• Exercise details:
Reproduce exactly the stretch of lines running from the line with "Objective — one dot per instance of the wheelchair armrest" to the end of the entries below.

• The data:
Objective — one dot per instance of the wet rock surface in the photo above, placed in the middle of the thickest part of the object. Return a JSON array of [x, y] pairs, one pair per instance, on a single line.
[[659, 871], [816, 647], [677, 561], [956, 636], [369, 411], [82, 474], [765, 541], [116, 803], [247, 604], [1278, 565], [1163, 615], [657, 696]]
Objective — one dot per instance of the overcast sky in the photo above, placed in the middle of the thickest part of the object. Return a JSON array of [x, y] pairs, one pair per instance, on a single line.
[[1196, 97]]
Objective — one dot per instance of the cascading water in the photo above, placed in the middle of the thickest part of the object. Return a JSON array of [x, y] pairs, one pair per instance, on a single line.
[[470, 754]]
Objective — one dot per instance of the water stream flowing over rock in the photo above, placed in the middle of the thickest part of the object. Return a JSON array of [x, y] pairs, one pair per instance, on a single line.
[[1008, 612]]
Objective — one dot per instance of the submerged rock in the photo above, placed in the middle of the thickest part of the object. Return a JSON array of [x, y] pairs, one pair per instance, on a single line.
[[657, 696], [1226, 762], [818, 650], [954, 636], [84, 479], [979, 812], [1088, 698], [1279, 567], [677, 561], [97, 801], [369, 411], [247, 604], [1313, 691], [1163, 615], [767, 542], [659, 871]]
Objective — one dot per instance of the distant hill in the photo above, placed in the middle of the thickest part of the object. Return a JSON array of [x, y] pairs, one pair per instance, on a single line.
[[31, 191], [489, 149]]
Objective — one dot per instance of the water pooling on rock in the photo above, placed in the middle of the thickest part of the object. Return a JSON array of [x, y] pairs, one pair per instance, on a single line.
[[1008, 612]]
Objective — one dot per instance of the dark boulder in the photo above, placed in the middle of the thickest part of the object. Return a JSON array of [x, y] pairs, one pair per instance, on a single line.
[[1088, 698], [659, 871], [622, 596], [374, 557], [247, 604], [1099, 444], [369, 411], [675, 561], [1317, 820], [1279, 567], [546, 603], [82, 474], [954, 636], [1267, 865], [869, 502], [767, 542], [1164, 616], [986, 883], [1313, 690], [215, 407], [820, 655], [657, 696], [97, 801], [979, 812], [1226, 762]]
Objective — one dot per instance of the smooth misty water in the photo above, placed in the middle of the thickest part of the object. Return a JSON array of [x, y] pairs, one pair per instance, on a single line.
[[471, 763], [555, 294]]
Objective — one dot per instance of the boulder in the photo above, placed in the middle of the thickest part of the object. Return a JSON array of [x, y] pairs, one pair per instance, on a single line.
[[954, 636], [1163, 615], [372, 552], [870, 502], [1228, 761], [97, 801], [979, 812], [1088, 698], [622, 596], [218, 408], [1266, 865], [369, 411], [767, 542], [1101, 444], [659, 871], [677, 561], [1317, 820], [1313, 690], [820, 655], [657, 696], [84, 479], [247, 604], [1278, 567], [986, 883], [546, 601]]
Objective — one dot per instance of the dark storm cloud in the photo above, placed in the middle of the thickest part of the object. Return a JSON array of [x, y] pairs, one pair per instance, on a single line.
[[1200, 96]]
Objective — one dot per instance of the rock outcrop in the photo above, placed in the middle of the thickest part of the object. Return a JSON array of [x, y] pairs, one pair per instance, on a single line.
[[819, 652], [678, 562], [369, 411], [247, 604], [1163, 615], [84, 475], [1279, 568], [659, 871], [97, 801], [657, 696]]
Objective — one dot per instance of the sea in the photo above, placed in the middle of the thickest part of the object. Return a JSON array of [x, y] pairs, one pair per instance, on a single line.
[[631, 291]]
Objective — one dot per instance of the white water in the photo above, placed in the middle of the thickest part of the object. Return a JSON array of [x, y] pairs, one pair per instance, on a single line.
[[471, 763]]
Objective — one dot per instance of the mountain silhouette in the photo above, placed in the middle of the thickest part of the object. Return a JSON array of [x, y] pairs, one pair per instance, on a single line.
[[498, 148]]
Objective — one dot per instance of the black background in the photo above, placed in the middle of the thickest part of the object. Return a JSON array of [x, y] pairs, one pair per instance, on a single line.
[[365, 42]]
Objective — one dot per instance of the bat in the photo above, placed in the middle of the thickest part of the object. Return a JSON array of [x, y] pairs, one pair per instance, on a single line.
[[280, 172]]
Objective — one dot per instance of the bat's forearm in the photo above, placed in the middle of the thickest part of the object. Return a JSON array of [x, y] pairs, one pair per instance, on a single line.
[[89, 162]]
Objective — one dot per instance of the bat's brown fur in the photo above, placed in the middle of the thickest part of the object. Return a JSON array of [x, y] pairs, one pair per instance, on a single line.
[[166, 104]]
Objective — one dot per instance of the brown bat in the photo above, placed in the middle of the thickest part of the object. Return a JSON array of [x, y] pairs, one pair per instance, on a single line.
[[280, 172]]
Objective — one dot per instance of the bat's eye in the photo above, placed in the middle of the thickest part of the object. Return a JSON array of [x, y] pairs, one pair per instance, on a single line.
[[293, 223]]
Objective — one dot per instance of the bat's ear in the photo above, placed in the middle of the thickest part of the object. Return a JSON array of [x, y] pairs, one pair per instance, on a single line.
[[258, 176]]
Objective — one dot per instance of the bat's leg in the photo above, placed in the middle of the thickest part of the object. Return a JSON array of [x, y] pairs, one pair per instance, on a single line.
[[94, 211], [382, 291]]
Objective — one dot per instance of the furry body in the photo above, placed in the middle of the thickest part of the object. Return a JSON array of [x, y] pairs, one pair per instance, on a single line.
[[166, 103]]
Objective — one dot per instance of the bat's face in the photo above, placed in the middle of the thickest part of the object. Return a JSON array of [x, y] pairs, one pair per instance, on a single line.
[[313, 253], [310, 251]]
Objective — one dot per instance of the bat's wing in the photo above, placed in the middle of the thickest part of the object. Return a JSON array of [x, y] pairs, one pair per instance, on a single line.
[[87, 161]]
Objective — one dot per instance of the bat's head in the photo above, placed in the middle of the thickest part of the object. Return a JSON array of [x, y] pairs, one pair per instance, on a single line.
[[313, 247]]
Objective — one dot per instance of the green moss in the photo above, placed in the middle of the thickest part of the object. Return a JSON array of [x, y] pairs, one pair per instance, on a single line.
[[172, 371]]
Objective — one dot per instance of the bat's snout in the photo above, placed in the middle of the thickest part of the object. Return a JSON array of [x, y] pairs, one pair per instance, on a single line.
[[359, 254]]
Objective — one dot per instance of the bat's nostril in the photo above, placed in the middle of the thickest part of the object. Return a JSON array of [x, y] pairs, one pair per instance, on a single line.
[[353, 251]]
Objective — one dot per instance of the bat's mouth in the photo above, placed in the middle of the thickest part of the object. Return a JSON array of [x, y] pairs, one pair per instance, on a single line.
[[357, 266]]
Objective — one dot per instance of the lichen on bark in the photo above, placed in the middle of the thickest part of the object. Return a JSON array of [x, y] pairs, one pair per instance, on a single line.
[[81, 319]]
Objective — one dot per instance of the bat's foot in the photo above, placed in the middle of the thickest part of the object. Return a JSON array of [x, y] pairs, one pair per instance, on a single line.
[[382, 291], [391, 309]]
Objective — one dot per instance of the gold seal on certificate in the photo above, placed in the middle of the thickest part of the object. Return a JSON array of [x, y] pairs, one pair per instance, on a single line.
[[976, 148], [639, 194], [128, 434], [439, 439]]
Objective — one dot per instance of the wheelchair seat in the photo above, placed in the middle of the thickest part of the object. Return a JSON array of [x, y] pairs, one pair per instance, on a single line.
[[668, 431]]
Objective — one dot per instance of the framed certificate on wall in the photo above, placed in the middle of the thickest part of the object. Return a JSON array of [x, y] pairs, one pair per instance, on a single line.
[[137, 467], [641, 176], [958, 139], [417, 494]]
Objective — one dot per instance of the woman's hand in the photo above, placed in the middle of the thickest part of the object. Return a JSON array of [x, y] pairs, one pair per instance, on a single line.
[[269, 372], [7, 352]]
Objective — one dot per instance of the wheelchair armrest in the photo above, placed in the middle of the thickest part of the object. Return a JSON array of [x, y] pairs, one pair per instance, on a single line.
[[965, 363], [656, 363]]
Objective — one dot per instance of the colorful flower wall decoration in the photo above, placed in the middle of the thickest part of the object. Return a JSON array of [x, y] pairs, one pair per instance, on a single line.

• Reply:
Objective — one dot per instance of the wheelchair armrest in the photo above, placed in the middle of the thickest part of the object. Return a JSON array of [x, y] pairs, one pair per instance, on a single line.
[[965, 363], [656, 363]]
Objective — one dot per instance of the colorful flower wall decoration in the photo above, placed in the middle of the thickest part of the object. Return a JSON array of [x, y] pairs, one pair per instance, on a single line.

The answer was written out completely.